● Problem to work on
Taking the listing below, restate word for word each line from the line with "Query: green palm frond" to the line with "of the window.", ends included, and stop there.

....

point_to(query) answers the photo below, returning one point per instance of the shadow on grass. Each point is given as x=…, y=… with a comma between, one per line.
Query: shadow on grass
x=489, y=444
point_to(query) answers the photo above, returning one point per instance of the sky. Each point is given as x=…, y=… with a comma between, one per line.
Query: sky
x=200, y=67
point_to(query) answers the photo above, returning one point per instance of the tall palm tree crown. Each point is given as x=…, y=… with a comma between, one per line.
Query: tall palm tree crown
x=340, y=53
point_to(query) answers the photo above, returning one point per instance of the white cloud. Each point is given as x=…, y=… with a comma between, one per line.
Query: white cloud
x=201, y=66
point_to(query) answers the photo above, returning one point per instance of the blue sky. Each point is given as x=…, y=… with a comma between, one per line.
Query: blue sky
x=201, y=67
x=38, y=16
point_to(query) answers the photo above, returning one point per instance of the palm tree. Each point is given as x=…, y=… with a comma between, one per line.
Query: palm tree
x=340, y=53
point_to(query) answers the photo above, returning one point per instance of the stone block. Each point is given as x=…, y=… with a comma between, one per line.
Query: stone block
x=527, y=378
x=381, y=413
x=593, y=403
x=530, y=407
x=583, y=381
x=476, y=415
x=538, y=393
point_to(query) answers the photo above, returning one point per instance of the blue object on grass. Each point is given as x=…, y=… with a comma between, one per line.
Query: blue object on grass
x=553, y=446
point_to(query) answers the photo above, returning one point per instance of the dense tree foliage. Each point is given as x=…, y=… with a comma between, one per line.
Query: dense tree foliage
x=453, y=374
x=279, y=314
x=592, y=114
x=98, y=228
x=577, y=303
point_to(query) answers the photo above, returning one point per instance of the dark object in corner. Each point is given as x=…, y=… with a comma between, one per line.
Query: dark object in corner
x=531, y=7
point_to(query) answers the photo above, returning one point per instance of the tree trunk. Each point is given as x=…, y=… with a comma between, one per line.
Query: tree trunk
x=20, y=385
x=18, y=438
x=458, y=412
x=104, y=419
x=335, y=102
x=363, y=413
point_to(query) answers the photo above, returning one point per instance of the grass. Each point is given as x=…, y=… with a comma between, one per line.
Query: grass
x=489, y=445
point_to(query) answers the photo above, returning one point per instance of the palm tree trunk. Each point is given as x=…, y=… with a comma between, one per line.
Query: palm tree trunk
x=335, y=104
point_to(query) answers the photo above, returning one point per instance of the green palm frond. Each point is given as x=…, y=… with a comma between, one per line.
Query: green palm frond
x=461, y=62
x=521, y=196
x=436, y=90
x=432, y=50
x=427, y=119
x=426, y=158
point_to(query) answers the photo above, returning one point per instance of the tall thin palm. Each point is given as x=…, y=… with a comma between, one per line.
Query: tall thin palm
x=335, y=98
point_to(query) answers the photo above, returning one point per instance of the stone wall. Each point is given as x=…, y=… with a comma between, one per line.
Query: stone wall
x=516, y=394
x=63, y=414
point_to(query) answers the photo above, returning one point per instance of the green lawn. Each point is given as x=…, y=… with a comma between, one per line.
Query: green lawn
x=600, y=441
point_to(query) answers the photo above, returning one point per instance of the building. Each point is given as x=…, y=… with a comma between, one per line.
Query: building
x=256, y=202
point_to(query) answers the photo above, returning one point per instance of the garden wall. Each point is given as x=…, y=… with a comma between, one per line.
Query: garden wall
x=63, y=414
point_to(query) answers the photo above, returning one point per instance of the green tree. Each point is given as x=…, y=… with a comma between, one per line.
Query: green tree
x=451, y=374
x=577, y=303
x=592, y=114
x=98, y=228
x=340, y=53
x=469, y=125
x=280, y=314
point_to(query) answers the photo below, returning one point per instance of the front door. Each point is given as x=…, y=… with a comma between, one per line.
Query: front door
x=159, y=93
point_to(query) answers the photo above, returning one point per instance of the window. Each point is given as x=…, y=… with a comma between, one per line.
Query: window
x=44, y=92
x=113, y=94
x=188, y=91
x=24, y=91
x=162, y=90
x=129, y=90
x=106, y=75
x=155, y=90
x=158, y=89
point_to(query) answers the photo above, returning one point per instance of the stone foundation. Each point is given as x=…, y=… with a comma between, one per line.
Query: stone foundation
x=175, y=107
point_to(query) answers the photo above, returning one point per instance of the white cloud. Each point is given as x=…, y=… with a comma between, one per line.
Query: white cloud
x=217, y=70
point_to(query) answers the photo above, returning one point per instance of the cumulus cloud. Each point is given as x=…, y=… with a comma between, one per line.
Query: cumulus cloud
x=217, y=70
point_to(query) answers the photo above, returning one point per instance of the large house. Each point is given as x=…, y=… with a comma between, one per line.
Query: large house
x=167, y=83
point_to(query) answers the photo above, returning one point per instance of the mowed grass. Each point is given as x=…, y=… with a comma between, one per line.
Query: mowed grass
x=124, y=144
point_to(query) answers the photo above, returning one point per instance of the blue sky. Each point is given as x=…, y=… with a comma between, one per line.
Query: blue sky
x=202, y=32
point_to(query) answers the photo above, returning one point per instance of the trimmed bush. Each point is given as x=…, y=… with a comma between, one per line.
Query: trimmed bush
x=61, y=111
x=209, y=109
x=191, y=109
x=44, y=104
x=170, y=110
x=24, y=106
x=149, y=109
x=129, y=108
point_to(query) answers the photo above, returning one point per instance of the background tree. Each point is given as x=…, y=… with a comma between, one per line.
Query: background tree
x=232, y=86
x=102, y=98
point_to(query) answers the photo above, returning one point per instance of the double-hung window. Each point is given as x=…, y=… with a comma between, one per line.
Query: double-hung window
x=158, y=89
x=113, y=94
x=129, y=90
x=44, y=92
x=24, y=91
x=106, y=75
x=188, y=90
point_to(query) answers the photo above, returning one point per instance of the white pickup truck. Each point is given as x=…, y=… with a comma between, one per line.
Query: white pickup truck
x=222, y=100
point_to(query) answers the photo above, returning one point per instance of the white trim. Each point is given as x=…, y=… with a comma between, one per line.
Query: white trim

....

● Result
Query: green palm frond
x=461, y=62
x=521, y=196
x=436, y=90
x=432, y=50
x=427, y=119
x=426, y=158
point_to(query) answers the photo above, returning one point per instance of the tall thin palm. Each point is given as x=…, y=… with a comma between, one per line.
Query: tall thin palm
x=335, y=98
point_to(query) answers the photo above, returning one point per instance of the stone wall. Each point is given as x=…, y=… with a comma between, one per line.
Query: stone wall
x=516, y=394
x=63, y=414
point_to(query) answers the photo above, returning one point per instance of the green lawn. Each point is given as x=…, y=… with a comma between, one per line.
Query: green lawn
x=600, y=441
point_to(query) answers the photo above, returning one point per instance of the building. Each point is given as x=…, y=… with a comma between, one per line.
Query: building
x=256, y=202
point_to(query) answers the photo above, returning one point per instance of the garden wall. Each point is given as x=…, y=… with a comma between, one per line.
Query: garden wall
x=63, y=414
point_to(query) answers the photo above, returning one point per instance of the green tree. Each point is given as x=…, y=… with a comma between, one per line.
Query: green tree
x=451, y=374
x=577, y=303
x=592, y=114
x=98, y=228
x=340, y=53
x=469, y=125
x=280, y=314
point_to(query) answers the photo below, returning one point per instance of the front door. Each point is given as x=…, y=… with a comma between, one per line.
Query: front door
x=159, y=93
point_to(query) answers the photo above, returning one point per instance of the window. Each point is given as x=…, y=… with a comma between, one per line.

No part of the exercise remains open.